= WHAT YOU NEED TO DO =
(A) In the travel account, how did the writer know that the dinner party was heading for the Pacific?
(B) Reproduce verbatim the passage of the travel account from "So on my last" to "Didn’t sleep, though.".

= EXTRACTED TEXT =
(begin)

So on my last day I saw the (rather luxurious) living quarters of my most 
recent predecessors.

Finally we were heading out, with Nestor the mayor, to dinner.  It took a 
long time to get there, but he had turned left going out of town so I knew 
we were headed for the Pacific.  And sure enough, we ate dinner, Mario and 
Ana and I with the mayor and his assistant, some 30 yards from the moonlit 
waves, eating the most wonderful whole fish (pescado mediano—but it was 
huge) that I’ve had in living memory.  We got back home around 10 and I 
packed until 2:30 when, for the first time since I’ve been here, I took a 
nighttime shower.  Didn’t sleep, though.

(end)

= PROVIDED DATA =
(begin)

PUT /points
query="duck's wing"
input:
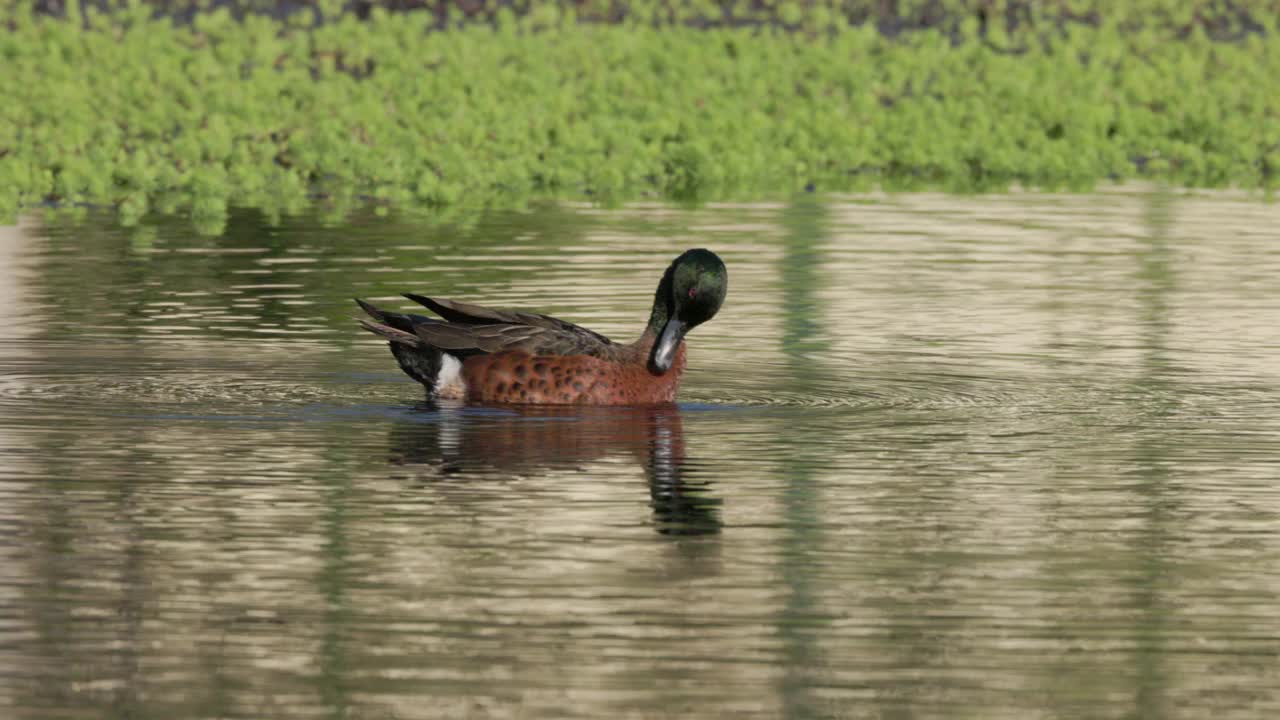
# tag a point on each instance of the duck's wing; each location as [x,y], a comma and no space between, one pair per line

(end)

= IN RESPONSE =
(A) The writer knew because the mayor had turned left when going out of town.

(B)
So on my last day I saw the (rather luxurious) living quarters of my most 
recent predecessors.

Finally we were heading out, with Nestor the mayor, to dinner.  It took a 
long time to get there, but he had turned left going out of town so I knew 
we were headed for the Pacific.  And sure enough, we ate dinner, Mario and 
Ana and I with the mayor and his assistant, some 30 yards from the moonlit 
waves, eating the most wonderful whole fish (pescado mediano—but it was 
huge) that I’ve had in living memory.  We got back home around 10 and I 
packed until 2:30 when, for the first time since I’ve been here, I took a 
nighttime shower.  Didn’t sleep, though.